** start Provided data **

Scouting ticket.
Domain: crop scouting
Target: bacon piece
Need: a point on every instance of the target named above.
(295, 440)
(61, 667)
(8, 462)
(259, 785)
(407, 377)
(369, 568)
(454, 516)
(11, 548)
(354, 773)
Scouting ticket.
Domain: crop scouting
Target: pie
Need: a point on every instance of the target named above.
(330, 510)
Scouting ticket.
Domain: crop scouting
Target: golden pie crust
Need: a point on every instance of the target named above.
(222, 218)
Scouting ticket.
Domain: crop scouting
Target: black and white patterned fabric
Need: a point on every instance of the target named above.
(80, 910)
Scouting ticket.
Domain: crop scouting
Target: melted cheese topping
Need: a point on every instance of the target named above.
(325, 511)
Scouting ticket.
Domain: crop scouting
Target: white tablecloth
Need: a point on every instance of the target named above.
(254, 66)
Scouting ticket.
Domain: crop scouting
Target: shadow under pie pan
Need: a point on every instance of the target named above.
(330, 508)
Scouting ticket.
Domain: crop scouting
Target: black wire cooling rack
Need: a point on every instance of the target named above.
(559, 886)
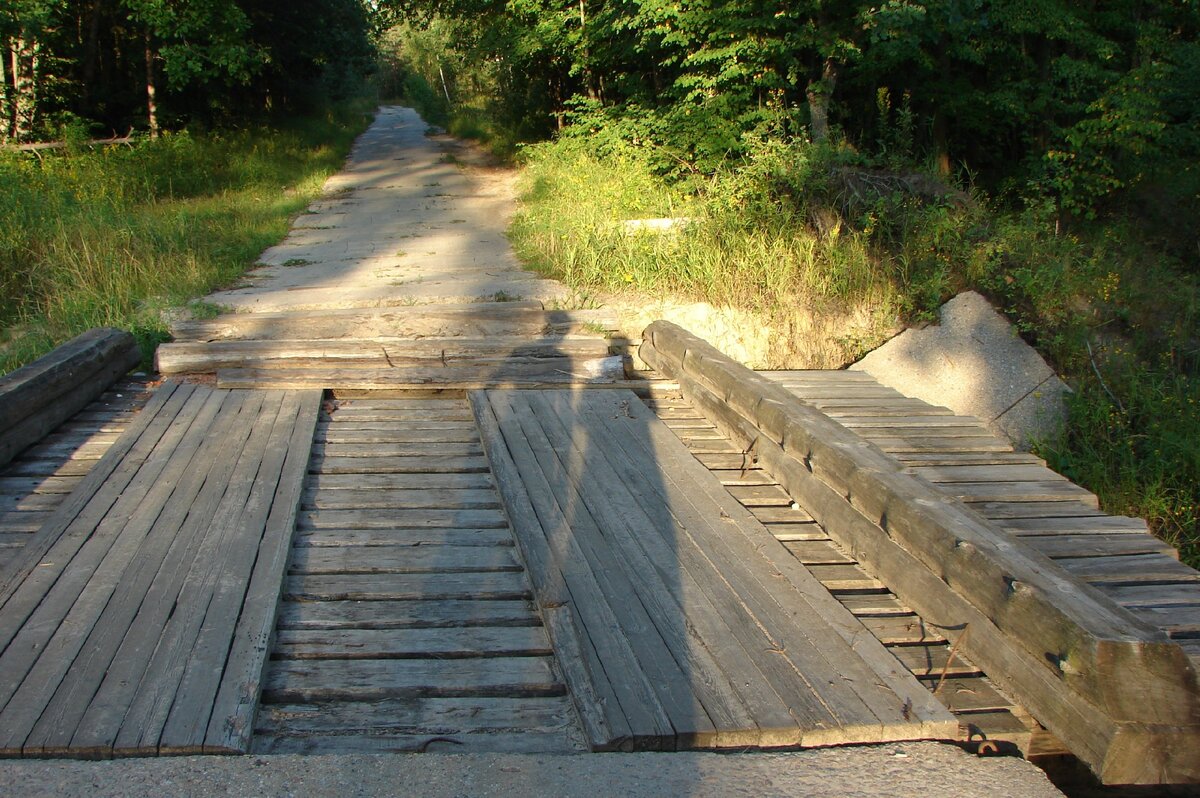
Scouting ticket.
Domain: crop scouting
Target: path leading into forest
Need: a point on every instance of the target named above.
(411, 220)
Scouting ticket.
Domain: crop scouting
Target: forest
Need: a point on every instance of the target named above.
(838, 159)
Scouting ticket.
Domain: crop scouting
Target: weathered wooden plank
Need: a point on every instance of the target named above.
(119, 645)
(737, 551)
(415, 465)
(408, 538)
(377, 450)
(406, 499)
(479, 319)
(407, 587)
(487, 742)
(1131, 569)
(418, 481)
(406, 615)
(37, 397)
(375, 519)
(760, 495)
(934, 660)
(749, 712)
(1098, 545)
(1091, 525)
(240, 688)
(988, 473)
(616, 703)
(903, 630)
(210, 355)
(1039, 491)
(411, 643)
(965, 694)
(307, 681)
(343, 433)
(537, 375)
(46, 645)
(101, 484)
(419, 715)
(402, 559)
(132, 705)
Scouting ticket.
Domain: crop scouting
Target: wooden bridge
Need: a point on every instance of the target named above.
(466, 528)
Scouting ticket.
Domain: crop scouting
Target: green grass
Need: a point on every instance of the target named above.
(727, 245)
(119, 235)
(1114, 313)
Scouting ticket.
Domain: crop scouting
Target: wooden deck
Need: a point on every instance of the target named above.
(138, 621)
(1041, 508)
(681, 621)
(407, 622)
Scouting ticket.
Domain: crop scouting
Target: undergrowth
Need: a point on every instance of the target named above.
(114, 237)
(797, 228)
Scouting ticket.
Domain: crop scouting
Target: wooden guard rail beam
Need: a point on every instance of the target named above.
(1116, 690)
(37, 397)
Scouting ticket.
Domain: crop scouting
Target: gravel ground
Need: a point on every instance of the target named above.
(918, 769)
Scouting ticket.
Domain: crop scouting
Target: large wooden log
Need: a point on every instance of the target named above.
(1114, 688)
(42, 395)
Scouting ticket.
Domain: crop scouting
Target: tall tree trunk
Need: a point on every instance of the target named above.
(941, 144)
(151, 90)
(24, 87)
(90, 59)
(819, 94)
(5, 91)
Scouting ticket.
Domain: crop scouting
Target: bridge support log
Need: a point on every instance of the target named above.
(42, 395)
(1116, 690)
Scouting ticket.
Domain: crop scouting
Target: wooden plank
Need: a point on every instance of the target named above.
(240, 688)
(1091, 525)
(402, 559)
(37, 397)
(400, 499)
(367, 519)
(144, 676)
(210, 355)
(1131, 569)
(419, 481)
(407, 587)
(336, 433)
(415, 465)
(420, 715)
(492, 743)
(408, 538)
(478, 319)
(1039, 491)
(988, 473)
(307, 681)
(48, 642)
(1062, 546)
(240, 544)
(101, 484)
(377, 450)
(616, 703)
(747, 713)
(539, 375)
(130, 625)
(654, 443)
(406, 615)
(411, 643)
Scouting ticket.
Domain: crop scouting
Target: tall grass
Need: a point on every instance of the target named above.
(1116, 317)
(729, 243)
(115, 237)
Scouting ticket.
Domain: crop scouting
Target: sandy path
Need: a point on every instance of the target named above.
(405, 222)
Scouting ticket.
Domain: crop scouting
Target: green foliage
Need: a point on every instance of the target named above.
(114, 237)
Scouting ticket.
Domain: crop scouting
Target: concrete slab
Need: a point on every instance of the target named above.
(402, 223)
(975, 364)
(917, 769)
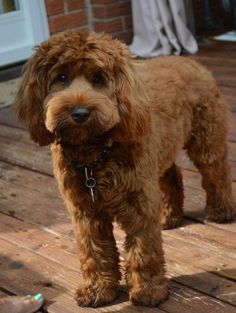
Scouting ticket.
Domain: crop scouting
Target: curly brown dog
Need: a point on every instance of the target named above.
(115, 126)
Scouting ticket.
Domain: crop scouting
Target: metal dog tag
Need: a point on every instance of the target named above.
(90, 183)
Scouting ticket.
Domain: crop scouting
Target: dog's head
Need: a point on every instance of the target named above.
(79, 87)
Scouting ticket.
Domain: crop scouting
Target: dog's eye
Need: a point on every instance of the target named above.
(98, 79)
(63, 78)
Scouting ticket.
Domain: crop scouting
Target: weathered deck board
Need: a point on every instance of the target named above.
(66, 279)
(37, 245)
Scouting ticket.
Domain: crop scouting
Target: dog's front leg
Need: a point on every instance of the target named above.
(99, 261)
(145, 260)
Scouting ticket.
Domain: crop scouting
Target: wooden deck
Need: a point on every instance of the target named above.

** end Provided data **
** start Provided data **

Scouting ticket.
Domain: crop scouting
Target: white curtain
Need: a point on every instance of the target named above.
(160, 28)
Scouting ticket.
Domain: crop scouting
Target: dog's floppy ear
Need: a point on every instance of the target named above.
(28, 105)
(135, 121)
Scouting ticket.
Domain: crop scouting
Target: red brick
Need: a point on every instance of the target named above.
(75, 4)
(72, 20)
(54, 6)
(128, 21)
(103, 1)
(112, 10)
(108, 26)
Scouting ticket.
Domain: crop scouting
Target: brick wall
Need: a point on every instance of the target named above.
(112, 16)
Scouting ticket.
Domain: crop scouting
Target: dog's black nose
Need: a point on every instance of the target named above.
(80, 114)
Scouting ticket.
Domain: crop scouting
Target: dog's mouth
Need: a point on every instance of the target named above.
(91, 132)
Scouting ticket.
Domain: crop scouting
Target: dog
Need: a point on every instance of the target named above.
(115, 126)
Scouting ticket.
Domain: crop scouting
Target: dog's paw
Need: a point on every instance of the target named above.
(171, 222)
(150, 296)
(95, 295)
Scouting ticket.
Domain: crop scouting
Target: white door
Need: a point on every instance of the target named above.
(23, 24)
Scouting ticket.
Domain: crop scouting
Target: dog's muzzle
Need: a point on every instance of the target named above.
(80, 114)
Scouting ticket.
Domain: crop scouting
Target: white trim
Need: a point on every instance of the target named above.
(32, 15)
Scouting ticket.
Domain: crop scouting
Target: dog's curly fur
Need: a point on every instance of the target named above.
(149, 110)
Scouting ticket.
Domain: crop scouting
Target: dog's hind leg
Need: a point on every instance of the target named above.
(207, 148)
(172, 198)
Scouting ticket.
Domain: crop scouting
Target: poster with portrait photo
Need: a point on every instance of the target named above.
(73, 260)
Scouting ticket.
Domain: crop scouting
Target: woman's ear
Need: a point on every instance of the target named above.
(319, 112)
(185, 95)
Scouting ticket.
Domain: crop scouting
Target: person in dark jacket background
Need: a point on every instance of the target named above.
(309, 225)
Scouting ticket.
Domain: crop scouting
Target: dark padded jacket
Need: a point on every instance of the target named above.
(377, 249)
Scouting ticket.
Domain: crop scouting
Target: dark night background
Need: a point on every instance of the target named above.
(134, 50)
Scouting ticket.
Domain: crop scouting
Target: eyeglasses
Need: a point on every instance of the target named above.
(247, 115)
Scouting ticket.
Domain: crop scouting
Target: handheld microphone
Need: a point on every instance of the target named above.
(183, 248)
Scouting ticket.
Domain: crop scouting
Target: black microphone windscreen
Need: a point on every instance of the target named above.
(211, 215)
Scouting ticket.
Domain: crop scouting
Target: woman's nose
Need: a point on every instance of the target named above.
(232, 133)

** end Provided data **

Exercise details:
Count the lines in the two blocks of items above that contain the string "microphone". Reply with the number only.

Completed task:
2